- **WHAT NEEDS TO BE DONE**
Carry on the review of Percy's Progress below, starting right after its final sentence.

Saturday 28 September 2019

Hard times... Percy's Progress (1974)


Penny Irving, Leigh Lawson and Judy Matheson
OK. They made a follow up to the film about a man who has a penis transplant.

The first film had Hywel Bennett as the beneficiary of the spare part and did very well at the box office reputably making £500,000 profit. I know little about it other than the fact that the Kinks wrote the theme and that’s how I first heard of it and now I really must watch it. This follow up features Leigh Lawson as Percy, an altogether more likely leading man yet perhaps less adept at handling the comedy of Sid Colin, Ian La Frenais (as unlikely as it seems) and (Harry H. Corbett, the dirty old man…).

It’s a 70’s “sex” “comedy” which focuses less on the added appendage and more on the virility it has endowed. Percy’s prowess is a blessing at first but he soon finds it a curse especially after the USA accidentally dumps a chemical agent at sea which leaves him as the only man left to stand up for the human race…

Elke Sommer and Leigh Lawson
We start the film with Percy caught in bed with Clarissa (Elke Sommer), one of any number of married women he is involved with… Jeffcot, a private dick (ha-hah!) played by James Booth, has tracked him down with enough photographers to ensure conviction. Percy duly has his day in court – with the gallery packed with conquests old and new – but escapes justice with the help of PC 217 (Adrienne Posta), who cannot resist his charms and drives him off to the coast.

Percy hides away on a yacht for long months, drinking champagne and trying to forget women even though he can’t escape his dreams and imagines a pod of dolphins as naked women… but he snaps to in time for the comely cetaceans to escape his attentions.

Perky Posta!
Meanwhile the Yanks have unleashed their reverse-Viagra on mankind and it looks like the world will end with a billion masculine whimpers and not with a bang after all. The human reproduction line has been halted by the involuntary withdrawal of all members.

Percy can stand amorous abstinence no longer and lands his yacht at a Mediterranean port where he is able to enjoyed a free ride (sorry, but you chose to read this ramble!) at the local brothel where we find a bounteous bevvy of unemployed workers including the stunning Penny Irving and the stunning Judy Matheson (nee Jarvis) who is clearly having fun with all this. Judy has spoken warmly about the film recently and it’s easy to forget that this was a) work and b) a daft comedy with actors who knew each other having a laugh and entertaining the audience too. It’s not Bergman or Antonioni but it’s Ralph Thomas alright: director of Doctor in the House, A Pair of Briefs and Deadlier than the Male to name but three.

- **DATASET EXTRACT**
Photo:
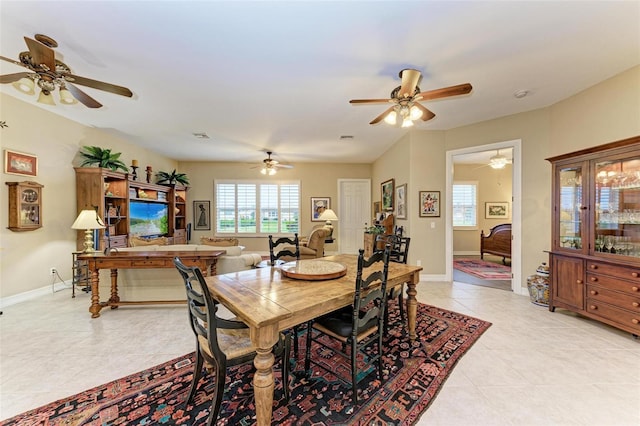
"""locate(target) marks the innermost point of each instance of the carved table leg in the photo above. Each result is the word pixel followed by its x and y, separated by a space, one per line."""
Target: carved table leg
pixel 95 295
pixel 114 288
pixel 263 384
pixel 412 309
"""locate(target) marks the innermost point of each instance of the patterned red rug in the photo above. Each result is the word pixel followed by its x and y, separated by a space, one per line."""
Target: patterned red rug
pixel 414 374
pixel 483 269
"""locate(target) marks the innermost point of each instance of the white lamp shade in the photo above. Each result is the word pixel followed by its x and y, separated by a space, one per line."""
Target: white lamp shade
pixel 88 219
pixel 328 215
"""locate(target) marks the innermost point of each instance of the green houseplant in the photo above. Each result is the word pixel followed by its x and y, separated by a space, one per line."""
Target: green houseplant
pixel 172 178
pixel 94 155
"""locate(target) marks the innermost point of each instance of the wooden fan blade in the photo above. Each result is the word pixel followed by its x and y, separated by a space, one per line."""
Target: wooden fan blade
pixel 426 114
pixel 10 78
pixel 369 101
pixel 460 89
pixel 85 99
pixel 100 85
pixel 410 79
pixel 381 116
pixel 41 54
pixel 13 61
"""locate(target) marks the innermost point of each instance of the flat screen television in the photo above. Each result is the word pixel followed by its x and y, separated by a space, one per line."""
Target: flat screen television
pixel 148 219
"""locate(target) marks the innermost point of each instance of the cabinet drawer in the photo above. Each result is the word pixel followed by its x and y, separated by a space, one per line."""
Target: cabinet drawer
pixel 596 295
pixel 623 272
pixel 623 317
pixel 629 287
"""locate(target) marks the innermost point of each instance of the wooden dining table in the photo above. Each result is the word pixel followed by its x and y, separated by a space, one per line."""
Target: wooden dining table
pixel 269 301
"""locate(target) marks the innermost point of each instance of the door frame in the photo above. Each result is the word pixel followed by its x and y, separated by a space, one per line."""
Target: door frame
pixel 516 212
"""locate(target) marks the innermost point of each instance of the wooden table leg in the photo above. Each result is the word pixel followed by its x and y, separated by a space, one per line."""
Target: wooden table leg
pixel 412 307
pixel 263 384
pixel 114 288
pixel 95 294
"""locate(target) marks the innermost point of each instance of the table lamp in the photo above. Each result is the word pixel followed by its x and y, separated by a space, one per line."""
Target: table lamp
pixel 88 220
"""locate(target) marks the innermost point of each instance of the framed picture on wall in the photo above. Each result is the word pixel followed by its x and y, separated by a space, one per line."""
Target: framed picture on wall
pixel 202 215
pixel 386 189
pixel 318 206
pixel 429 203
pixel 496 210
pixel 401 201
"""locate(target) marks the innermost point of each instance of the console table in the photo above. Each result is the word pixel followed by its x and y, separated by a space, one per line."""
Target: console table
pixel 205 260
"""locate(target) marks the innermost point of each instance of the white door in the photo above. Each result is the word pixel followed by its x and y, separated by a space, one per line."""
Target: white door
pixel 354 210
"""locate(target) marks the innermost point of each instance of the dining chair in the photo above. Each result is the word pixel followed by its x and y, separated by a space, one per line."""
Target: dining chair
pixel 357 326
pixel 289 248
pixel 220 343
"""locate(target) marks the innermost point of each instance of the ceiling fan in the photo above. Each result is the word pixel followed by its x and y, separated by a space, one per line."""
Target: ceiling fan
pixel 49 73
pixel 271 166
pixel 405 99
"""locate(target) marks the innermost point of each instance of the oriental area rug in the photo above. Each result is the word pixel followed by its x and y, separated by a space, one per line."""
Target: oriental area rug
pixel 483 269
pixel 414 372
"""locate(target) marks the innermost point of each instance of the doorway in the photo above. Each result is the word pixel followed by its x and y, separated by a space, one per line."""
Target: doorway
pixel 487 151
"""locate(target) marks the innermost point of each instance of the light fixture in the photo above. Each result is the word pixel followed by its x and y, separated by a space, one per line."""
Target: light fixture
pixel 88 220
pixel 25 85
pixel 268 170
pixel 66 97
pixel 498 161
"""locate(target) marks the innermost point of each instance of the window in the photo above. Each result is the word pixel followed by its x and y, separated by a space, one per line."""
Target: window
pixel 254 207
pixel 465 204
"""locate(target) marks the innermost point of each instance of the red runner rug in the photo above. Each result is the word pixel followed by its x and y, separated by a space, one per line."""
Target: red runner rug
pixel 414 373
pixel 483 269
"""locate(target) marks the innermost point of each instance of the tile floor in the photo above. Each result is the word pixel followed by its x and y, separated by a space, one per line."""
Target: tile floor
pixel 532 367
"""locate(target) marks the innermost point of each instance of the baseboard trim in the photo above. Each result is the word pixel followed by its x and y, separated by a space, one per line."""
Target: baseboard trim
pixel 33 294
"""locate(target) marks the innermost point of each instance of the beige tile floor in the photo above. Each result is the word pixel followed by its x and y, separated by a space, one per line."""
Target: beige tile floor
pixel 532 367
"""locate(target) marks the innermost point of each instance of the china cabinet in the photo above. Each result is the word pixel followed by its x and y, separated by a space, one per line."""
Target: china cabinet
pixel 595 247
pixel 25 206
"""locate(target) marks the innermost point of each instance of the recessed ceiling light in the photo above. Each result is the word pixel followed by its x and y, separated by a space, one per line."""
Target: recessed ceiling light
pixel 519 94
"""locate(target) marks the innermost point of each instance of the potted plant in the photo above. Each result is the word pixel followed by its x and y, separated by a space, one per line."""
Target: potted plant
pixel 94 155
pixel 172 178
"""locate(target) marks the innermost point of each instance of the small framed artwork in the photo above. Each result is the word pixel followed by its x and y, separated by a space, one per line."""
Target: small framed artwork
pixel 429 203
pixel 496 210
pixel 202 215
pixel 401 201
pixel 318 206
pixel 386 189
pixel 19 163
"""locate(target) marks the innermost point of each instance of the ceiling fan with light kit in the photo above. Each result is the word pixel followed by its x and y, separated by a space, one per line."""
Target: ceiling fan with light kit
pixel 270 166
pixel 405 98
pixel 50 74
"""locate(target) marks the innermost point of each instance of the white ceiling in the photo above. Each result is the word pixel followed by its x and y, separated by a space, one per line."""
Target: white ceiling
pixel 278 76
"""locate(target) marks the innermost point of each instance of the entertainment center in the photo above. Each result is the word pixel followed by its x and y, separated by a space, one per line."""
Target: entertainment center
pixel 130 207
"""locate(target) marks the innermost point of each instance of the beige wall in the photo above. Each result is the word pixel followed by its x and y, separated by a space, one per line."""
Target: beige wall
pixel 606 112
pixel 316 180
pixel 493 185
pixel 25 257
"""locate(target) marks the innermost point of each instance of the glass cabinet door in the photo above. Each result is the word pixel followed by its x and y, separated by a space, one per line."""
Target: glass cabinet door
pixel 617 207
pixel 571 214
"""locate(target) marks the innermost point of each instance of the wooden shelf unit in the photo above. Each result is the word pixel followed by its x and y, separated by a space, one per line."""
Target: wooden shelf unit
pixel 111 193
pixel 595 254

- **EXERCISE ANSWER**
 Anthony Andrews, Harry H Corbett and Leigh Lawson
News gets out that there’s a functioning man left and the search begins for Percy with Harry H. Corbett popping up as a British Prime Minister, not unlike Harold Wilson, complete with a Yorkshire accent and mutterings about "thirteen years of Tory misrule" – you never had it so good mate, try 2019 for size! The PM devises the plan to pimp out Percy and a competition is launched to find a line of women to, erm, work with him in furthering the species.

Meanwhile a team of doctors works hard on finding a lift for humanity’s hopes, led by a mad Dr. Anderson (Barry Humphries who also doubles – of course - as an Australian TV Lady) and Dr. Klein (Milo O'Shea) who is assisted by Dr. Fairweather (played by Judy Geeson equipped with over-eager American accent and a character surely founded on one of Dr Kildare’s more admiring assistants).

The list of talent goes on with Denholm Elliott as Percy’s transplant surgeon, Sir Emmanuel Whitbread, Vincent Price as multi-millionaire, Stavos Mammonian and T. P. McKenna as a news editor.

Madeline Smith and Alan Lake, surprisingly cast as the compere at a beauty pageant
Joining the queue for Percy are Madeline Smith as Miss UK, Jenny Hanley as Miss Teenage Lust (natch) and Minah Bird as Miss America… Julie Ege and Carol Hawkins are, to no great surprise, in there too… consenting adults all and, actually, I think the balance in this film is away from the saucy/smut and towards Carry on… there is a story and Thomas paces things well around the utter lack of seriousness.

Dusty Verdict: You’ll still enjoy this if you’re in the mood and even if it’s only for spotting the talent. The idea of a man so irresistible to women he has to hide away is accentuated by the device of his being the only choice available and it’s maybe making a point about something. For the life of me I can’t quite work out what it is… but, never look a gift dolphin in the mouth.